◆ Entries

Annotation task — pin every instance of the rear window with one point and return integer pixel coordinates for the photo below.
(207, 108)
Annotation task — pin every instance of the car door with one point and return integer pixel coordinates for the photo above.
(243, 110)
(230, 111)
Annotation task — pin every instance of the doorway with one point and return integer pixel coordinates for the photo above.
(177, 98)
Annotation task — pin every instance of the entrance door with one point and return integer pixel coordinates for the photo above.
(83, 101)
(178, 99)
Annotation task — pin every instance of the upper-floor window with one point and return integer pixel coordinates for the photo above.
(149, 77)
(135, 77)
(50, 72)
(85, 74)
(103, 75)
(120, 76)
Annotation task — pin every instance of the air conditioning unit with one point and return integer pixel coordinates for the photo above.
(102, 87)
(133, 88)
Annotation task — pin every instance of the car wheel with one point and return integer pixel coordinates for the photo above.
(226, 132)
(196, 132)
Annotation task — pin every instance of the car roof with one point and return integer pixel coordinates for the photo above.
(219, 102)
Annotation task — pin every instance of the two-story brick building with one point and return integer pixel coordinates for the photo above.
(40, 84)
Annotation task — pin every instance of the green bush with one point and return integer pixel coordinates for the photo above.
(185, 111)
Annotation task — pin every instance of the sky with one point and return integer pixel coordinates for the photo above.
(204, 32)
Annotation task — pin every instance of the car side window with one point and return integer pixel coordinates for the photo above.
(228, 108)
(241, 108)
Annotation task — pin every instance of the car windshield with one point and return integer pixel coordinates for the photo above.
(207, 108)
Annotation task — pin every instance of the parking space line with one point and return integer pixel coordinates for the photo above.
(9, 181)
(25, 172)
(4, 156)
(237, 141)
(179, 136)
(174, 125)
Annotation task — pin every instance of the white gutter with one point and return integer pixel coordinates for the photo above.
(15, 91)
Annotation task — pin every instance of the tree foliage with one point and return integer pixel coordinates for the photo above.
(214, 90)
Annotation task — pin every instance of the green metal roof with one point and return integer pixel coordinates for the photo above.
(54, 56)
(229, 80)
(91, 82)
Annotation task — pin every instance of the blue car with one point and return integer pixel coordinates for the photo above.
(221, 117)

◆ Exercise details
Retype the data in full and match it exactly.

◆ Result of this task
Annotation task — pin every instance of the rear window with one point and return integer pixel coordinates for the photo below.
(207, 108)
Annotation task — pin every instance of the car door with one point and return integer pixel coordinates for the photo above.
(243, 110)
(230, 111)
Annotation task — pin every instance of the doorway with one point and return integer pixel coordinates for the photo above.
(177, 98)
Annotation task — pin every instance of the entrance door with one point and return integer pixel coordinates for the photo above.
(83, 101)
(178, 99)
Annotation task — pin every instance of the upper-floor window with one point and return integer pixel coordinates for the photo above.
(149, 77)
(135, 77)
(50, 72)
(85, 74)
(103, 75)
(120, 76)
Annotation task — pin every instance of the air conditioning unit with one point and return integer pixel coordinates for the photo above.
(102, 87)
(133, 88)
Annotation task — pin every instance of the car wheel with one point and return integer pixel coordinates for the photo above.
(226, 132)
(196, 132)
Annotation task — pin every instance of the car roof with one point and return integer pixel coordinates for the photo above.
(219, 102)
Annotation task — pin every instance of the two-story brick building with one point and return integer pixel coordinates for the photo above.
(40, 84)
Annotation task — pin every instance of the green bush with one point and return integer pixel coordinates for the photo above.
(185, 111)
Annotation task — pin every instance of the sky with one point and return integer pixel coordinates for the photo above.
(204, 32)
Annotation task — pin every instance of the car side window with one point and return integer pixel coordinates for the photo above.
(228, 108)
(241, 108)
Annotation task — pin every instance of the car windshield with one point and return integer pixel coordinates for the photo above.
(207, 108)
Annotation task — pin every instance of the parking space line with one point and return integer pixel coordinates for the photo above.
(9, 181)
(25, 172)
(4, 156)
(237, 141)
(179, 136)
(174, 125)
Annotation task — pin every instance of the white gutter with one point and return integer pixel coordinates for the photo above.
(15, 91)
Annotation task — pin every instance of the tree foliage with one point and return integer pixel coordinates for the photo above.
(214, 90)
Annotation task — pin every instance of the green metal roof with one point and return integer pixel coordinates for the photo above.
(54, 56)
(229, 80)
(91, 82)
Annotation task — pin every instance of the blue car with one point and return integer pixel coordinates for the photo above.
(221, 117)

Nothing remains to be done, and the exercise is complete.